» **WHAT YOU ARE ASKED TO DO**: Print the article about the band Darna below in full, word for word.

» **EXCERPTED PASSAGE**:
* * * * *

Darna was a Spanish power metal band from Oviedo, Asturias, Spain. Formed in 1998, they released two successful albums before the drummer's departure in 2004 led the remaining band members to decide to disband the group and focus on separate projects.

History

Early days and Darna (1998-2001)
On September, 1998, Dani and Ruth began to develop a musical project and invited Álvaro Jardón (bass) and Rafael Yugueros (drums) to join them, they accepted and started working on the songs that had been composed and the ones that were still on writing. Silvia was the last member to join the band and with her guitar gave power and a solid rhythmic base. They entered the studio on the middle of 2000 and started the recording of what would become their debut album with the songs composed, most of them contained a conceptual story. The band made their first live presentation in December 2000, on the anniversary celebration of the heavy metal radio program Morgana. Self-titled debut album, Darna was released on June, 2002 after a year of recording. An intense promotion generated great anticipation to see this new band.

II and breakup (2002-2004)
Bassist Álvaro Jardón, left the group on 2002 to form part of power metal band WarCry, where he worked on their second and third studio albums and left at the end of 2003 stating that was all due to personal and musical issues, hoping to return to music on upcoming years. In September 2002 Darna made the official presentation of Jardón's replacement, Fonso a well-known Asturian bassist. Then started their tour to support the debut album, playing on many concerts throughout Spain, where they received very good critics, and showed that Darna was mostly a 'live band'. The band's last concert for the tour was in June, 2003, at that time they started the recording process of what would be their second studio album. The album was scheduled to be released in September 2003, but due to technical problems on the recording sessions they couldn't release it until December, 2003. II was their second album filled with strong rhythms and melodies, where they received even better critics than with the debut album. Second studio album had a great reception on the Spanish heavy metal, but on early 2004 Rafael Yugueros decided to leave the band to form part of DarkSun, where he worked on their second and third studio albums, before joining WarCry on September, 2007 to replace former drummer Alberto Ardines. All the members agreed on breaking up the band and continue on their own. On the middle of 2004 Darna was officially disbanded and all of the members started new projects.

* * * * *

» **SUPPLIED DATA**:
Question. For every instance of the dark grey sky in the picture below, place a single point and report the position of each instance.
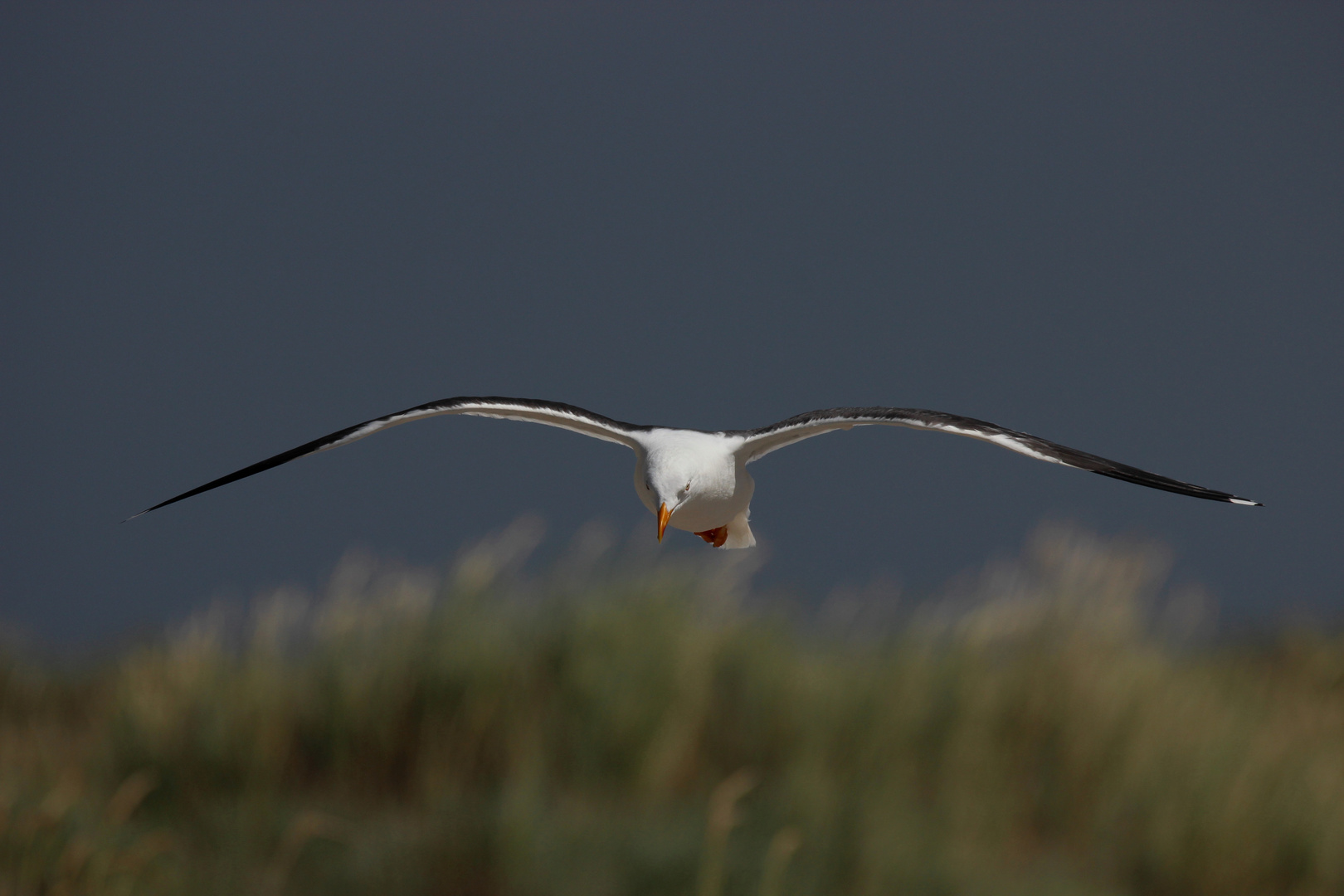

* * * * *

» **COMPLETE ANSWER**:
Darna was a Spanish power metal band from Oviedo, Asturias, Spain. Formed in 1998, they released two successful albums before the drummer's departure in 2004 led the remaining band members to decide to disband the group and focus on separate projects.

History

Early days and Darna (1998-2001)
On September, 1998, Dani and Ruth began to develop a musical project and invited Álvaro Jardón (bass) and Rafael Yugueros (drums) to join them, they accepted and started working on the songs that had been composed and the ones that were still on writing. Silvia was the last member to join the band and with her guitar gave power and a solid rhythmic base. They entered the studio on the middle of 2000 and started the recording of what would become their debut album with the songs composed, most of them contained a conceptual story. The band made their first live presentation in December 2000, on the anniversary celebration of the heavy metal radio program Morgana. Self-titled debut album, Darna was released on June, 2002 after a year of recording. An intense promotion generated great anticipation to see this new band.

II and breakup (2002-2004)
Bassist Álvaro Jardón, left the group on 2002 to form part of power metal band WarCry, where he worked on their second and third studio albums and left at the end of 2003 stating that was all due to personal and musical issues, hoping to return to music on upcoming years. In September 2002 Darna made the official presentation of Jardón's replacement, Fonso a well-known Asturian bassist. Then started their tour to support the debut album, playing on many concerts throughout Spain, where they received very good critics, and showed that Darna was mostly a 'live band'. The band's last concert for the tour was in June, 2003, at that time they started the recording process of what would be their second studio album. The album was scheduled to be released in September 2003, but due to technical problems on the recording sessions they couldn't release it until December, 2003. II was their second album filled with strong rhythms and melodies, where they received even better critics than with the debut album. Second studio album had a great reception on the Spanish heavy metal, but on early 2004 Rafael Yugueros decided to leave the band to form part of DarkSun, where he worked on their second and third studio albums, before joining WarCry on September, 2007 to replace former drummer Alberto Ardines. All the members agreed on breaking up the band and continue on their own. On the middle of 2004 Darna was officially disbanded and all of the members started new projects.